● SHORT EXERCISE: Reproduce the material below, replacing "endpoint" with "service" wherever it occurs and leaving everything else unchanged.

● MATERIAL FOR THIS TASK:

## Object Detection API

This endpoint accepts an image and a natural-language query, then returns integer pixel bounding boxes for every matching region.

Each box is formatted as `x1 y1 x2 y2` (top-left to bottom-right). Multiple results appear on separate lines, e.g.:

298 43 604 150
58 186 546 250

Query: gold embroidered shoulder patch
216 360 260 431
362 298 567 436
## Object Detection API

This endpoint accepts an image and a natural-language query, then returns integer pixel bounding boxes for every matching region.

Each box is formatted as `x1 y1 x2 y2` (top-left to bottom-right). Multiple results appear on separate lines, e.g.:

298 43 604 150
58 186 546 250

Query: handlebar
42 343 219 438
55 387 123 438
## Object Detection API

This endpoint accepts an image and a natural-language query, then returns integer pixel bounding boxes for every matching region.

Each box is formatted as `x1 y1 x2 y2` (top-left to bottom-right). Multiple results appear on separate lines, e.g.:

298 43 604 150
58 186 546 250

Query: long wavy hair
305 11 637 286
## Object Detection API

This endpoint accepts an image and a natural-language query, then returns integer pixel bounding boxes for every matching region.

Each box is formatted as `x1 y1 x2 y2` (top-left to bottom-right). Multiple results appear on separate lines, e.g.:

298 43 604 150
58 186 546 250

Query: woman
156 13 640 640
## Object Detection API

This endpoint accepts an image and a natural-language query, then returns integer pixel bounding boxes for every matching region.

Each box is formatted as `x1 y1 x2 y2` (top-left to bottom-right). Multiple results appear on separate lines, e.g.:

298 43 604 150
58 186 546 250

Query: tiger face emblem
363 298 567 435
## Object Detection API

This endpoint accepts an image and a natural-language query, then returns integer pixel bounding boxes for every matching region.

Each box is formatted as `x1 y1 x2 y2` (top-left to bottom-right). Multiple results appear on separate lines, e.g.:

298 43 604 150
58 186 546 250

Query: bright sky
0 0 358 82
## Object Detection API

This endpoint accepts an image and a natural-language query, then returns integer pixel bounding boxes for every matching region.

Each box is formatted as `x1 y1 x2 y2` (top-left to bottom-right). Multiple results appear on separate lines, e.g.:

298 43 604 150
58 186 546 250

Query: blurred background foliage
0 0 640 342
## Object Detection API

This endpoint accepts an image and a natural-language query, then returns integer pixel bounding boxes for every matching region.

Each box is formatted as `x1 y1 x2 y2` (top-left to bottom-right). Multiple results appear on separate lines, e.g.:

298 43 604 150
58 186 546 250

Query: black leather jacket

● EXERCISE ANSWER:
## Object Detection API

This service accepts an image and a natural-language query, then returns integer pixel bounding boxes for every matching region.

Each box is formatted as `x1 y1 x2 y2` (top-left to bottom-right). Multiple results appear on separate lines, e.g.:

298 43 604 150
58 186 546 250

Query: gold embroidered shoulder patch
216 360 260 431
362 298 567 436
## Object Detection API

This service accepts an image and a natural-language query, then returns integer pixel bounding boxes for every matching region.

Each box is formatted as `x1 y1 x2 y2` (top-left to bottom-right). Multiple results appear on separate lines, e.g.:

298 43 604 150
58 186 546 250

Query: handlebar
42 343 219 438
55 387 123 438
## Object Detection API

This service accepts an image and a natural-language query, then returns integer pixel bounding boxes for every matching region.

Each box is formatted as `x1 y1 x2 y2` (top-left to bottom-right). Multiple results appear on separate lines, e.g.:

298 43 604 150
58 186 546 250

Query: long wavy hair
305 11 637 286
## Object Detection API

This service accepts an image and a natural-language query, then returns integer pixel bounding boxes for every matching region.

Each box is formatted as `x1 y1 x2 y2` (top-left to bottom-right). Multiple results appear on separate lines, e.g.:

298 43 604 150
58 186 546 250

Query: woman
156 13 640 640
## Object Detection API

This service accepts an image and a natural-language query, then returns integer pixel bounding boxes for every matching region.

Each box is formatted as `x1 y1 x2 y2` (top-left to bottom-right). Multiple results appear on separate lines, e.g.:

298 43 604 150
58 186 546 250

Query: tiger face emblem
363 298 567 435
## Object Detection API

This service accepts an image and a natural-language query, then returns integer pixel bounding boxes for every matching region.

Each box is formatted as `x1 y1 x2 y2` (top-left to bottom-right). Multiple results appear on separate lines, e.g.:

298 43 604 150
58 186 546 250

Query: bright sky
0 0 358 82
## Object Detection API

This service accepts an image and a natural-language query, then returns integer pixel bounding boxes for every matching region.

Each box is formatted as `x1 y1 x2 y2` (top-left to bottom-right). Multiple results appear on separate lines, e.g.:

298 43 604 150
58 186 546 250

Query: blurred background foliage
0 0 640 342
## Object Detection API

This service accepts an image and a natural-language query, then returns integer pixel bounding boxes for every matching region.

Each box is formatted as `x1 y1 x2 y2` (top-left to bottom-right). Multiple results appear on separate lines, e.g.:

298 43 604 150
58 186 546 250

Query: black leather jacket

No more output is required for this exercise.